> Materials provided
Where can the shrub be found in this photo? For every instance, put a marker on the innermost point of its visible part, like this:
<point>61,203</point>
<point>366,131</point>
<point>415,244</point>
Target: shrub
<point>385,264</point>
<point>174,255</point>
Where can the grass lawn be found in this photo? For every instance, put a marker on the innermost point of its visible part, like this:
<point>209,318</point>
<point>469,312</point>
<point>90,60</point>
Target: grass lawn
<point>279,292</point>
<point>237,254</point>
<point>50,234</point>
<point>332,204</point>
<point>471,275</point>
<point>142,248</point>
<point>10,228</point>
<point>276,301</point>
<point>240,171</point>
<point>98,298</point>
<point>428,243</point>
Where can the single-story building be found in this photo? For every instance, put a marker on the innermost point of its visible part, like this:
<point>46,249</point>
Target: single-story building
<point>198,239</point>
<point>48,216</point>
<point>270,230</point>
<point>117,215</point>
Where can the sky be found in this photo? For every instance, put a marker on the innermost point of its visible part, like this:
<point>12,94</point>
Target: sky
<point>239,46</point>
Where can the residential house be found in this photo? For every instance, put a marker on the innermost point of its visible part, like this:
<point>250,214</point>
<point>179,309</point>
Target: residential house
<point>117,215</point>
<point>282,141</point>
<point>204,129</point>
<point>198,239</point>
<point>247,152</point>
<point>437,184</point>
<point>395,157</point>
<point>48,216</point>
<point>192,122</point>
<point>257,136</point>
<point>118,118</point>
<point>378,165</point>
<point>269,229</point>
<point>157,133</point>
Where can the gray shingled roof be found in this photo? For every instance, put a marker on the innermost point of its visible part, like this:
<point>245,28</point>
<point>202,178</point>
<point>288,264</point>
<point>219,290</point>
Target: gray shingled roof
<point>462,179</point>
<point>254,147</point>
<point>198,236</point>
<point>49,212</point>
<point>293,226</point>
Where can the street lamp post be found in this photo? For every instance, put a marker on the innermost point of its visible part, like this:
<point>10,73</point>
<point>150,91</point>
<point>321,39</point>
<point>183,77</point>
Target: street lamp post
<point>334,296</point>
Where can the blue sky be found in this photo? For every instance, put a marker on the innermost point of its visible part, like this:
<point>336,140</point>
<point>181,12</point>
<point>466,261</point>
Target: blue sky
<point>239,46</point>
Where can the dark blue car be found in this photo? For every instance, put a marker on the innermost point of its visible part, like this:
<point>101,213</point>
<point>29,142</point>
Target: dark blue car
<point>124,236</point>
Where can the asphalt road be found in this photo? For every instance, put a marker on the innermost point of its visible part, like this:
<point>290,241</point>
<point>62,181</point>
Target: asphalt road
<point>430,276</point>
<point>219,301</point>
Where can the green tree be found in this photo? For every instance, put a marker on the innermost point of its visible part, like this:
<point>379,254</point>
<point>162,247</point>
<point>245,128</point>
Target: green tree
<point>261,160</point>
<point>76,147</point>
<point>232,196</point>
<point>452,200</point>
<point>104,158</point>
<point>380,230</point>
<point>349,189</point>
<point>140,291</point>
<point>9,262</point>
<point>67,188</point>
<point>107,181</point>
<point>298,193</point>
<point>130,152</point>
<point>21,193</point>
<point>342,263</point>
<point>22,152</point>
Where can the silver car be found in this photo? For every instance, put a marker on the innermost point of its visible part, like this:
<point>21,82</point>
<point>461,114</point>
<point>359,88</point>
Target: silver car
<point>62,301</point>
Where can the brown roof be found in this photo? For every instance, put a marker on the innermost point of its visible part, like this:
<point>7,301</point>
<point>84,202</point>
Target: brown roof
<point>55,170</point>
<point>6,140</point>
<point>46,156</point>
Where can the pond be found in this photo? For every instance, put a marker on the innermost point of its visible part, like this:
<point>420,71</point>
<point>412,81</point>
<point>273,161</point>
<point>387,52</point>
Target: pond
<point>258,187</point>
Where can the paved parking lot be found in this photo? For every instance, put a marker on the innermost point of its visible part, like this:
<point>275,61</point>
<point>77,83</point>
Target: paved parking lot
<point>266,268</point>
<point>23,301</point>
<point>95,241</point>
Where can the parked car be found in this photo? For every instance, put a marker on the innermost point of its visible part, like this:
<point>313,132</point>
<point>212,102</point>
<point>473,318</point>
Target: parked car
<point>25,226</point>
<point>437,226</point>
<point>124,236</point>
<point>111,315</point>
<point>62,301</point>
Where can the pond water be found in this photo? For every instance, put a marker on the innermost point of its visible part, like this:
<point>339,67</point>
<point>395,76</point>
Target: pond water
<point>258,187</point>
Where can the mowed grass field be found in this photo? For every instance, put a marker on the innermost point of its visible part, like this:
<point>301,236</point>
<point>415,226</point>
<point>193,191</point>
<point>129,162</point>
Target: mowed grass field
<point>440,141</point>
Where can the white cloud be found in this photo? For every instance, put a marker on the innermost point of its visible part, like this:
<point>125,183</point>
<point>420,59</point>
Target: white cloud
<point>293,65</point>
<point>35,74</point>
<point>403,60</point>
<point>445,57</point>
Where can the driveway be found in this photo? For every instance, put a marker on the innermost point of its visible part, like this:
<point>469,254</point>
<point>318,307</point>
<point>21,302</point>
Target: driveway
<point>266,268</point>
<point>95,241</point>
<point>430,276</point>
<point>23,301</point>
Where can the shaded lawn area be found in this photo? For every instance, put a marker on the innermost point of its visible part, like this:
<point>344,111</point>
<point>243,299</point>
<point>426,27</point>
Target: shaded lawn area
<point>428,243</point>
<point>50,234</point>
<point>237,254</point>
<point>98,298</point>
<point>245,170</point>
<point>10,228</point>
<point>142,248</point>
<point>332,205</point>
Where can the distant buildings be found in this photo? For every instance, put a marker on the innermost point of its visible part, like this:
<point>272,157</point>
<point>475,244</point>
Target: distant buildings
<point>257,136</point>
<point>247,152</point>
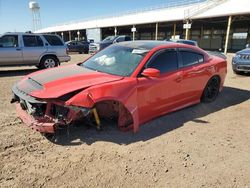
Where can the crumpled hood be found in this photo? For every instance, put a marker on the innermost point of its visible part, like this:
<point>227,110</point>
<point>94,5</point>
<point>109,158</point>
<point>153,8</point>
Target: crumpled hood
<point>245,51</point>
<point>55,82</point>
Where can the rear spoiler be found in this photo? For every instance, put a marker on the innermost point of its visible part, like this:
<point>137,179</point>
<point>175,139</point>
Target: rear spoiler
<point>218,54</point>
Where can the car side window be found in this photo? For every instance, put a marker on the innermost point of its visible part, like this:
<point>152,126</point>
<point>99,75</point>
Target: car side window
<point>164,61</point>
<point>120,39</point>
<point>127,38</point>
<point>53,40</point>
<point>9,41</point>
<point>190,58</point>
<point>32,41</point>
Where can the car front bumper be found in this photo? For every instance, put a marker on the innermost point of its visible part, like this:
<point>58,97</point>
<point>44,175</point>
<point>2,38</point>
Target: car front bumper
<point>64,58</point>
<point>43,125</point>
<point>241,67</point>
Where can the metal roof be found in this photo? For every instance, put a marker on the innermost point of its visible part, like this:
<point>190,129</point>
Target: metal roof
<point>204,9</point>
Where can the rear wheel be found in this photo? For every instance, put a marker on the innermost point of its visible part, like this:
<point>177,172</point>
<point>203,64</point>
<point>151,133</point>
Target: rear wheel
<point>48,62</point>
<point>211,90</point>
<point>237,72</point>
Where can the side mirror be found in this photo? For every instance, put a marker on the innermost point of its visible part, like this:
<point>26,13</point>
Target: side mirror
<point>151,72</point>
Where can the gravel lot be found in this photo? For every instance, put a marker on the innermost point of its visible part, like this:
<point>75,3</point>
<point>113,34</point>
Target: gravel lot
<point>206,145</point>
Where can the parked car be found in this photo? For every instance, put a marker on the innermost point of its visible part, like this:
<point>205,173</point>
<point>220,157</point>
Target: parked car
<point>184,41</point>
<point>129,83</point>
<point>95,47</point>
<point>41,50</point>
<point>194,43</point>
<point>241,61</point>
<point>78,46</point>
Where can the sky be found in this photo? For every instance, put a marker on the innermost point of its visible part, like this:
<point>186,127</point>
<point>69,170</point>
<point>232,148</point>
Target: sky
<point>16,16</point>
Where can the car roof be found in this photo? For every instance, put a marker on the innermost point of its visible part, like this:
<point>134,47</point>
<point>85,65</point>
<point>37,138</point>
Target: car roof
<point>148,45</point>
<point>25,33</point>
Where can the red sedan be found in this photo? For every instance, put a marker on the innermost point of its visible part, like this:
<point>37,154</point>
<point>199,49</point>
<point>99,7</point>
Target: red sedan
<point>129,83</point>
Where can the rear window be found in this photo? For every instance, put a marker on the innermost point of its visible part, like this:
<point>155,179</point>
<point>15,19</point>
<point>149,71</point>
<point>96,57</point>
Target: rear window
<point>191,58</point>
<point>53,40</point>
<point>32,41</point>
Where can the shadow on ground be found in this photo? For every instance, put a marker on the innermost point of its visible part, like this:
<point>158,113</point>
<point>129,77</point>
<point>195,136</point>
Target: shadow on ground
<point>76,135</point>
<point>16,72</point>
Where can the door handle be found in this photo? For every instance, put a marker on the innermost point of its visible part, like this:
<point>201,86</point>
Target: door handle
<point>179,78</point>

> What the task requires
Render the records above as a numbered list, from their first line through the line containing "<point>174,255</point>", both inclusive, omitting any blank lines.

> Output for this exercise
1. Where can the shrub be found in this photo? For every instance, put a marker on the innermost point of its visible part, like this:
2. <point>61,203</point>
3. <point>366,131</point>
4. <point>415,244</point>
5. Target: shrub
6. <point>385,264</point>
7. <point>174,255</point>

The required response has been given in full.